___ AVAILABLE DATA ___
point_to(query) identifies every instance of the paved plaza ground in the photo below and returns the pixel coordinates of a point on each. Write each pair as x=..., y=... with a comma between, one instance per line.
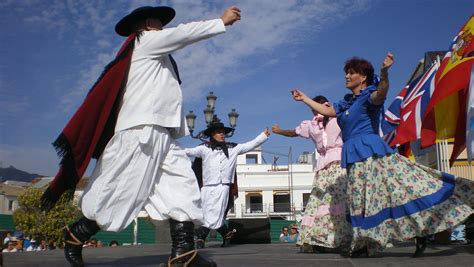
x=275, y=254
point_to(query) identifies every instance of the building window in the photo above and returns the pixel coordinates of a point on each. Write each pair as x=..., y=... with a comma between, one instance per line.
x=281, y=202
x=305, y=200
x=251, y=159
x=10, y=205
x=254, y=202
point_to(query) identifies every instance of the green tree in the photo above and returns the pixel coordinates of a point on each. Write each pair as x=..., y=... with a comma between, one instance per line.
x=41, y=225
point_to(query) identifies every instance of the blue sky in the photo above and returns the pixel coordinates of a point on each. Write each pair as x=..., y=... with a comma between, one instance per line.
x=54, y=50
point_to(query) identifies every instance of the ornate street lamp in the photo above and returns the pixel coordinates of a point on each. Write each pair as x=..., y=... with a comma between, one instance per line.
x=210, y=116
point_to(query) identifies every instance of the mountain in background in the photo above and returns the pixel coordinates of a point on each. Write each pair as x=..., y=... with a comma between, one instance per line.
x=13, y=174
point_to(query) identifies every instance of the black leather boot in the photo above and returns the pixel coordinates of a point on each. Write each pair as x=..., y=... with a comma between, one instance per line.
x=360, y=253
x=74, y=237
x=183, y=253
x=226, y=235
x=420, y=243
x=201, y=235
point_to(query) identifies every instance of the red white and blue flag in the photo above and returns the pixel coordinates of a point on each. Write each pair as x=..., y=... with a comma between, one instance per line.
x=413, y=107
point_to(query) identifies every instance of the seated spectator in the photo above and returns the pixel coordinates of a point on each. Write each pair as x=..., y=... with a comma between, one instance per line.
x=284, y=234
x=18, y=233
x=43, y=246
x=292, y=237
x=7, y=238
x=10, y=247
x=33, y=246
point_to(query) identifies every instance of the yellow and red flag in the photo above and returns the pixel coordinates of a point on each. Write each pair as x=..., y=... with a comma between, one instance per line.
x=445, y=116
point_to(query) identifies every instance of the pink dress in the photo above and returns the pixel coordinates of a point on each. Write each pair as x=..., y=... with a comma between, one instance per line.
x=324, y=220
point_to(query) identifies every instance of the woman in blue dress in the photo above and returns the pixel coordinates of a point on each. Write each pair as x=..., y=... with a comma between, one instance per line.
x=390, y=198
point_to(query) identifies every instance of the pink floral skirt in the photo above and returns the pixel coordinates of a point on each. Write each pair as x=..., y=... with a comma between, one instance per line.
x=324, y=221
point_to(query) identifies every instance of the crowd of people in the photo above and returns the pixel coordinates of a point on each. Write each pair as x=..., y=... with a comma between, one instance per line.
___
### REQUIRED ACTION
Beginning with the line that has "point_to(query) identifies every instance of the pink floral", set down every line of the entries above through the final one, unchanged.

### SOLUTION
point_to(query) identifies every instance of the pink floral skirt in the photo above and returns the pixel coordinates of a point on each. Write each pair as x=..., y=... with a comma between, one instance per line.
x=324, y=221
point_to(query) identifies every instance of the crowd of people in the photo above and returns the pixel coordinates of a point on each. Write each pair as x=..., y=... with a comma between, one instance per line.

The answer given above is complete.